Reproduce the items from their start through the line containing "[0,233,64,250]", swapping "rusted metal sheet" for "corroded steel panel" and keeping everything else unchanged. Omit the pictures.

-- BEGIN Input for this task --

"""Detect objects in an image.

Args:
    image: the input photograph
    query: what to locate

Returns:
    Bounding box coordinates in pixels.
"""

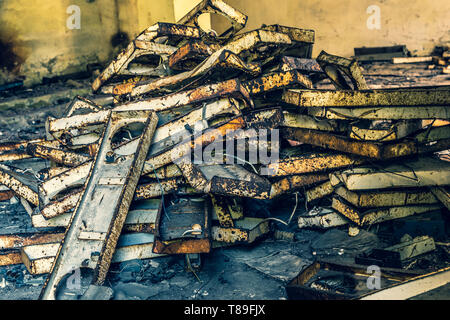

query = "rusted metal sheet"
[21,233,163,275]
[212,217,270,244]
[211,195,234,228]
[360,268,450,300]
[134,178,183,200]
[118,79,253,111]
[317,50,369,90]
[242,70,313,95]
[0,165,39,206]
[0,250,22,266]
[0,233,64,250]
[146,163,183,179]
[331,157,450,191]
[0,139,61,162]
[92,23,200,92]
[280,56,323,73]
[130,50,261,97]
[64,96,103,117]
[40,112,158,300]
[153,197,211,254]
[383,236,436,261]
[262,24,315,58]
[270,173,328,198]
[178,0,247,41]
[149,98,240,157]
[38,161,92,208]
[0,139,45,162]
[350,120,422,141]
[430,187,450,210]
[281,128,448,160]
[268,153,364,177]
[297,208,349,229]
[335,186,438,208]
[142,117,245,175]
[0,186,14,201]
[177,161,270,199]
[305,181,334,202]
[31,199,161,229]
[332,197,441,226]
[308,106,450,120]
[27,144,91,167]
[283,111,348,132]
[286,260,423,300]
[169,41,220,70]
[283,86,450,108]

-- END Input for this task --

**Response to the exercise**
"""Detect objects in an image.

Args:
    image: the input photograph
    query: what to locate

Returns:
    Bounding box coordinates in pixels.
"""


query = "corroded steel panel"
[21,233,163,275]
[212,217,270,244]
[211,195,234,228]
[360,268,450,300]
[134,178,183,200]
[118,79,253,111]
[317,50,369,90]
[242,70,313,95]
[0,165,39,206]
[0,250,22,266]
[0,233,64,250]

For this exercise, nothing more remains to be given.